Segment Start: PAGE EXTRACT

Dramatic images of planes releasing red fire retardant flashed in news reports about the enormous blaze that ripped through more than a half-million acres in Arizona and New Mexico this summer. The red-tinted chemicals applied on unburned vegetation by hired aircraft were employed by the U.S. Forest Service to help slow the progress of the fire. All told, air and ground crews battled flames for weeks before finally extinguishing them.
Trees and brush don’t just ignite from a stray spark. Wood itself, composed of cellulose, a natural polymer, doesn’t burn.
For wood to catch fire, heat—such as that generated by an approaching wildfire—must first thermally degrade cellulose. Decomposition, however, happens via two processes, one of which results in fire and the other imparts a protective carbon coating to wood.
The predominate decomposition process is depolymerization, which breaks the molecular bonds of cellulose. This initially produces a tarry mixture of which levoglucosan is a major constituent. Further heating turns this goo into volatile compounds that include alcohols, aldehydes, hydrocarbons, and ketones. The gases escape from the tree and can react—ignite—with atmospheric oxygen in the exothermic, light-emitting process called fire.

Segment End: PAGE EXTRACT
Segment Start: ENTRIES PROVIDED

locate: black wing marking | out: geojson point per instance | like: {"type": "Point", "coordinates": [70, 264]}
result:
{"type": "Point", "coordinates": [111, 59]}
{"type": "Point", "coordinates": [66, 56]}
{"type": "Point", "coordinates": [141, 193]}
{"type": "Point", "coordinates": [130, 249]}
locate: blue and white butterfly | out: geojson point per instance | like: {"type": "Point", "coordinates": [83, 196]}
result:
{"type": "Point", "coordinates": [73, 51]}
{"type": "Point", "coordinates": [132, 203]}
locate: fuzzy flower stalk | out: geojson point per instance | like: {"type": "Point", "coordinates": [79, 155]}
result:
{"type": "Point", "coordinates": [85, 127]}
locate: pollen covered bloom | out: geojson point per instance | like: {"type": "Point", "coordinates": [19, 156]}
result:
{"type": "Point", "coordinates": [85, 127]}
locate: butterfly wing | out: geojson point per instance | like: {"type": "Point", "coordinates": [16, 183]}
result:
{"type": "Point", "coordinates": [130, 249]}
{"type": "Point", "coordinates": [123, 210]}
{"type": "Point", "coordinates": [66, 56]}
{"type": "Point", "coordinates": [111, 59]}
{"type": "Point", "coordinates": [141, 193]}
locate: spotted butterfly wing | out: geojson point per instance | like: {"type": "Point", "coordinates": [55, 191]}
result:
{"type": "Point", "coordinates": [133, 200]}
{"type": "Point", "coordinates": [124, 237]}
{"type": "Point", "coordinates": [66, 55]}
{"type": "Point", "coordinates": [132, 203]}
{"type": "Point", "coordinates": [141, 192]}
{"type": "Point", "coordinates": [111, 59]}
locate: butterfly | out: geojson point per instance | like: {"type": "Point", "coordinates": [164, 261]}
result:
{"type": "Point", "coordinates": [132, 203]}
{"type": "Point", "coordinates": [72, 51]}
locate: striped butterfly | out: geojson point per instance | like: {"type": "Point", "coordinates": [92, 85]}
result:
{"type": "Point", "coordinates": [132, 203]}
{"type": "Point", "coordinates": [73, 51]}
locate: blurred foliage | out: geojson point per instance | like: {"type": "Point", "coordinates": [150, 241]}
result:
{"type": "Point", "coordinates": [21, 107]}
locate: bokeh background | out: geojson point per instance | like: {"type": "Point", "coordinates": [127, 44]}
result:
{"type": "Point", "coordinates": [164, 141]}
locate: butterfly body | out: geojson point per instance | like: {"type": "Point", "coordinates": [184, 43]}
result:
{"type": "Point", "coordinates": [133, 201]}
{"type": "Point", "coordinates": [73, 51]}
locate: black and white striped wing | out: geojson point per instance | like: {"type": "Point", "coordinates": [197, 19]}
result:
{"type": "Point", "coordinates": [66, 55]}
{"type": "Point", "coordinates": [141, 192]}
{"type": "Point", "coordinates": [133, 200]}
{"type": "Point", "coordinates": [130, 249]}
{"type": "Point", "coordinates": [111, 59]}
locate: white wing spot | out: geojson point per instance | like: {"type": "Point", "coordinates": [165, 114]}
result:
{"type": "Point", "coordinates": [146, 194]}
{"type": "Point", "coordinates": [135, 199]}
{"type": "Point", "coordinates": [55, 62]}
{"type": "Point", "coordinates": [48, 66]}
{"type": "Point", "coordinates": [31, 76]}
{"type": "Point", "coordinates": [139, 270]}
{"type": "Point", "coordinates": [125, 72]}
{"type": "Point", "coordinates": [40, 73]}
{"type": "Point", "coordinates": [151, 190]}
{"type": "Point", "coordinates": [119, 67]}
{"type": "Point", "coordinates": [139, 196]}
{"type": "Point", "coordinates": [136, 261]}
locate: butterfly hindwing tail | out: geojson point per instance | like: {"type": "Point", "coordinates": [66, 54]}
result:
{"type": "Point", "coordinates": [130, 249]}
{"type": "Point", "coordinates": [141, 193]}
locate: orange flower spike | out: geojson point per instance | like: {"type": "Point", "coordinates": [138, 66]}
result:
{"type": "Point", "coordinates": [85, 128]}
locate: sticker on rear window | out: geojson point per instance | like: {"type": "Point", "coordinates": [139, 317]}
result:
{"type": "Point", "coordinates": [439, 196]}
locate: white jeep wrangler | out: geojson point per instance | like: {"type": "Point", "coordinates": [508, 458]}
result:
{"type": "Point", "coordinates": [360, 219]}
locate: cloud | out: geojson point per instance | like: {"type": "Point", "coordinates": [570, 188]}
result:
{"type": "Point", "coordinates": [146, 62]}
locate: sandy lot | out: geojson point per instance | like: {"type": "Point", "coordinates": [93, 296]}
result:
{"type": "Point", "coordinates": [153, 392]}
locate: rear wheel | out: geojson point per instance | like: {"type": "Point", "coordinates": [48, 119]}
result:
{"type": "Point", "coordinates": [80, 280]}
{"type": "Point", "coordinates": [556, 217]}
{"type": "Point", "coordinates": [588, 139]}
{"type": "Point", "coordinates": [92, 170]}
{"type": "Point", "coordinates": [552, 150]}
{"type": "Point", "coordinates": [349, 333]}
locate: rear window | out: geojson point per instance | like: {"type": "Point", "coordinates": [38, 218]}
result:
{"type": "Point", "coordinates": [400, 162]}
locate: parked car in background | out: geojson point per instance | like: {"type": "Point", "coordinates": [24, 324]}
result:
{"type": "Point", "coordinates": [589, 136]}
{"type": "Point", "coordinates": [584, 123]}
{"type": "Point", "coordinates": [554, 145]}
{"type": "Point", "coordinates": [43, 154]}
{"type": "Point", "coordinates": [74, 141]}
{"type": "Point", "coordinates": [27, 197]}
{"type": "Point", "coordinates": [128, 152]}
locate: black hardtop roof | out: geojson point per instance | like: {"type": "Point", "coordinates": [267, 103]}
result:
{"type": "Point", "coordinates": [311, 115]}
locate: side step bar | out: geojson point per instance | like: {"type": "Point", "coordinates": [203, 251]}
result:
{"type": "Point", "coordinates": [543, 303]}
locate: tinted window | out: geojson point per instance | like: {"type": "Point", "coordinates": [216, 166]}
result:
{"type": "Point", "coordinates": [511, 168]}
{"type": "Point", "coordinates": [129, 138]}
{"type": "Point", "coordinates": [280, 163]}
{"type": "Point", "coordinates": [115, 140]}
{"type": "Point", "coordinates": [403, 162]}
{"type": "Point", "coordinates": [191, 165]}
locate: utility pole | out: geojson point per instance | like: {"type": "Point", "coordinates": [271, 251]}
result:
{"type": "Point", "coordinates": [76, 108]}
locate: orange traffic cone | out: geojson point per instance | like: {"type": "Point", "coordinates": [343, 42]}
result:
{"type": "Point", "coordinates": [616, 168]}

Segment End: ENTRIES PROVIDED
Segment Start: ENTRIES PROVIDED

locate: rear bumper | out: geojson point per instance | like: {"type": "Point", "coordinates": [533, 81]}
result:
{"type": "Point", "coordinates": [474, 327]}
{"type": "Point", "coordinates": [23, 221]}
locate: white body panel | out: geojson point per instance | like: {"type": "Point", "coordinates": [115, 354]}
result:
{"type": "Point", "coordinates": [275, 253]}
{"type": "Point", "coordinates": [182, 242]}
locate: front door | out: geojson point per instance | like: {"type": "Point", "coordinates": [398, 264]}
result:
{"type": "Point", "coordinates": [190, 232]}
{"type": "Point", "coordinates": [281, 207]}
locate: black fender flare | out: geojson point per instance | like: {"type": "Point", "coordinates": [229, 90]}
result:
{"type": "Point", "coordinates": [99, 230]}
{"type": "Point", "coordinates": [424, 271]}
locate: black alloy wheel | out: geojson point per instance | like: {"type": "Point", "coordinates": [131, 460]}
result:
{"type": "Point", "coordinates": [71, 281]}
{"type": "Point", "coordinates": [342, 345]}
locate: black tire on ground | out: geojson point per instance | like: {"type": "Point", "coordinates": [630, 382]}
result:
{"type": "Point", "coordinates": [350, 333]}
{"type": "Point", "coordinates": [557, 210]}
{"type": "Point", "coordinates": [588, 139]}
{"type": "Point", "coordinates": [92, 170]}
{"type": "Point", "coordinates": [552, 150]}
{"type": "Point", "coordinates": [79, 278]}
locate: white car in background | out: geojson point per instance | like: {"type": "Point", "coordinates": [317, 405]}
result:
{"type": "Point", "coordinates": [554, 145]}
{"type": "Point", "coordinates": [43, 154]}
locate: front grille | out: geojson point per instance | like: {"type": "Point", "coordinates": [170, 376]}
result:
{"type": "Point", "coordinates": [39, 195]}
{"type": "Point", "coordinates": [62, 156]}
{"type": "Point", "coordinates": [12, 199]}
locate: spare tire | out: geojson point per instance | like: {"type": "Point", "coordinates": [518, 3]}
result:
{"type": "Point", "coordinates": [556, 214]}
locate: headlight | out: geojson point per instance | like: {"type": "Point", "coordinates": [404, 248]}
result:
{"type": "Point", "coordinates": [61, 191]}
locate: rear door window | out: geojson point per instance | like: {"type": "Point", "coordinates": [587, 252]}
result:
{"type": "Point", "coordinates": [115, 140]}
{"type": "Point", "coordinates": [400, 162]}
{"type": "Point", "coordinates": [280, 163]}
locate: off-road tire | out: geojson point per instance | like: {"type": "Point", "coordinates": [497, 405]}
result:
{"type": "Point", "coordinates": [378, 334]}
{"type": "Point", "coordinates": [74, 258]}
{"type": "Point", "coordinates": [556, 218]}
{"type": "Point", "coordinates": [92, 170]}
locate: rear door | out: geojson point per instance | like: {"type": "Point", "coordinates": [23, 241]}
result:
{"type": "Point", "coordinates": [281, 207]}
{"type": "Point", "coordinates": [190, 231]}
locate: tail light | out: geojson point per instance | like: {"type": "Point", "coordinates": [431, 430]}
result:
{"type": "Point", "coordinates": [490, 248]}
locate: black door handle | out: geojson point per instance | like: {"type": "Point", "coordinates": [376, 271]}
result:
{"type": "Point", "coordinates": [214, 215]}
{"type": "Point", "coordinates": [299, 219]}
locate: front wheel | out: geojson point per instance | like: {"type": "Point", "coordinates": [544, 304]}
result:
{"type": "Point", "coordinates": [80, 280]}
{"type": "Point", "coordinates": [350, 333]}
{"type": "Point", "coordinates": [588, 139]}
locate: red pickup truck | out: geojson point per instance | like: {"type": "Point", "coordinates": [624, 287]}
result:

Segment End: ENTRIES PROVIDED

WORK INSTRUCTIONS – Please write out the full passage about fire retardant and how wood burns, word for word. None of the material is needed for this task.

WRITTEN SOLUTION –
Dramatic images of planes releasing red fire retardant flashed in news reports about the enormous blaze that ripped through more than a half-million acres in Arizona and New Mexico this summer. The red-tinted chemicals applied on unburned vegetation by hired aircraft were employed by the U.S. Forest Service to help slow the progress of the fire. All told, air and ground crews battled flames for weeks before finally extinguishing them.
Trees and brush don’t just ignite from a stray spark. Wood itself, composed of cellulose, a natural polymer, doesn’t burn.
For wood to catch fire, heat—such as that generated by an approaching wildfire—must first thermally degrade cellulose. Decomposition, however, happens via two processes, one of which results in fire and the other imparts a protective carbon coating to wood.
The predominate decomposition process is depolymerization, which breaks the molecular bonds of cellulose. This initially produces a tarry mixture of which levoglucosan is a major constituent. Further heating turns this goo into volatile compounds that include alcohols, aldehydes, hydrocarbons, and ketones. The gases escape from the tree and can react—ignite—with atmospheric oxygen in the exothermic, light-emitting process called fire.